Tâches et exercices
**A)** Dans le texte sur l'appel de Téhéran concernant l'Égypte, quelle organisation M. Zarif a-t-il auparavant appelée à agir d'urgence ?
**B)** Reproduisez fidèlement le passage du texte sur l'appel de Téhéran qui commence par "Téhéran appelle à" et se poursuit jusqu'à "violences en Egypte.".
**C)** Poursuivez le texte sur l'appel de Téhéran à un règlement pacifique en Égypte à partir de sa dernière phrase.

Téhéran appelle à un règlement pacifique Le nouveau ministre iranien des Affaires étrangères, Mohammad Javad Zarif, a exhorté les autorités égyptiennes à surmonter l'instabilité qui touche le pays de manière pacifique, dans le respect des normes démocratiques, lit-on sur le site Web officiel de la diplomatie iranienne. Le ministre iranien s'est dit préoccupé par les "événements tragiques qui ont entraîné la mort de nombreux innocents" et a exhorté "les autorités égyptiennes à favoriser le règlement pacifique du conflit dans le cadre d'un processus démocratique afin de mettre un terme au meurtre de citoyens et à l'effusion de sang et ce pour éviter l'escalade ultérieure du conflit", indique la source. M. Zarif a antérieurement appelé l'Organisation de la coopération islamique (OCI) à agir d'urgence afin de juguler la montée des violences en Egypte.

Données extraites
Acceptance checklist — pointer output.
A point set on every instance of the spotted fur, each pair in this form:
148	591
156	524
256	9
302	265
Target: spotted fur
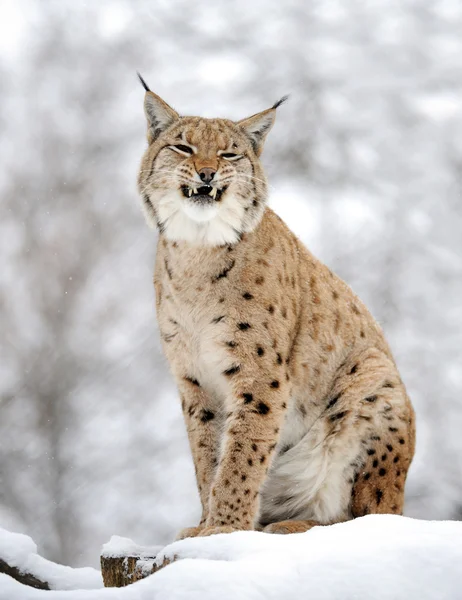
293	404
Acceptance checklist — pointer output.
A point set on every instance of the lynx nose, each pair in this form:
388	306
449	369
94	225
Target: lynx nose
206	174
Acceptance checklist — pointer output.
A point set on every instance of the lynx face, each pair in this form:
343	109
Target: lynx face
201	180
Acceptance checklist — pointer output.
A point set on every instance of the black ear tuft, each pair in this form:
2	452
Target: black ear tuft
145	85
279	102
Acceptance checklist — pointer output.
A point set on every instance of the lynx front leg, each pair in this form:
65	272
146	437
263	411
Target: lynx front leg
201	424
257	409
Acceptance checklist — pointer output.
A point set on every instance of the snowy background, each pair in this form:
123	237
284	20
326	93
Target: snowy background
365	164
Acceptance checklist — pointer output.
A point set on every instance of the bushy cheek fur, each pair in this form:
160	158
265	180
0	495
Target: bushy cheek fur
179	219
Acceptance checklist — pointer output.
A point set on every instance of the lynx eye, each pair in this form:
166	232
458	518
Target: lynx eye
231	156
182	149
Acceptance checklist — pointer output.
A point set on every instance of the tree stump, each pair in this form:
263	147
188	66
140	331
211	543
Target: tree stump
123	562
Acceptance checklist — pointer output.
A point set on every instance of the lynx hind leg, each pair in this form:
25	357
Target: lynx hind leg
378	485
286	527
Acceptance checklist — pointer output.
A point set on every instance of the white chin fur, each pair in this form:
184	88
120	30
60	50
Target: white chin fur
200	213
214	225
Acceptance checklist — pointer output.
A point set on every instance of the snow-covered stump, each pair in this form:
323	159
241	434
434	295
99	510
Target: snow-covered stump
19	559
123	562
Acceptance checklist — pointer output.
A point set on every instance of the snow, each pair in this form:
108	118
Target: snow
378	557
119	546
18	550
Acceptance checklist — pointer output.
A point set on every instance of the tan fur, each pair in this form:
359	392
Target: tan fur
295	410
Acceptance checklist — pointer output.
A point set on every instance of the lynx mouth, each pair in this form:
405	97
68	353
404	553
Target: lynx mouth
204	194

Réponses
**A)** L'Organisation de la coopération islamique (OCI).

**B)**
Téhéran appelle à un règlement pacifique Le nouveau ministre iranien des Affaires étrangères, Mohammad Javad Zarif, a exhorté les autorités égyptiennes à surmonter l'instabilité qui touche le pays de manière pacifique, dans le respect des normes démocratiques, lit-on sur le site Web officiel de la diplomatie iranienne. Le ministre iranien s'est dit préoccupé par les "événements tragiques qui ont entraîné la mort de nombreux innocents" et a exhorté "les autorités égyptiennes à favoriser le règlement pacifique du conflit dans le cadre d'un processus démocratique afin de mettre un terme au meurtre de citoyens et à l'effusion de sang et ce pour éviter l'escalade ultérieure du conflit", indique la source. M. Zarif a antérieurement appelé l'Organisation de la coopération islamique (OCI) à agir d'urgence afin de juguler la montée des violences en Egypte.

**C)**
Les groupes japonais évacuent leurs employés Les sociétés japonaises suspendent les activités de leurs filiales égyptiennes et entament l'évacuation de leurs employés, a rapporté, hier, la chaine de télévision japonaise NHK. Ainsi, les groupes automobiles Toyota et Suzuki ont suspendu le travail de leurs usines d'assemblage situées au Caire. Le géant électronique Sony a transféré ses employés d'un bureau se trouvant dans le centre de la capitale égyptienne vers des locaux temporaires à proximité de l'aéroport cairote. Dimanche 18 août, Tokyo a recommandé à ses ressortissants se trouvant en Egypte de quitter le pays et déconseillé tout voyage dans le pays.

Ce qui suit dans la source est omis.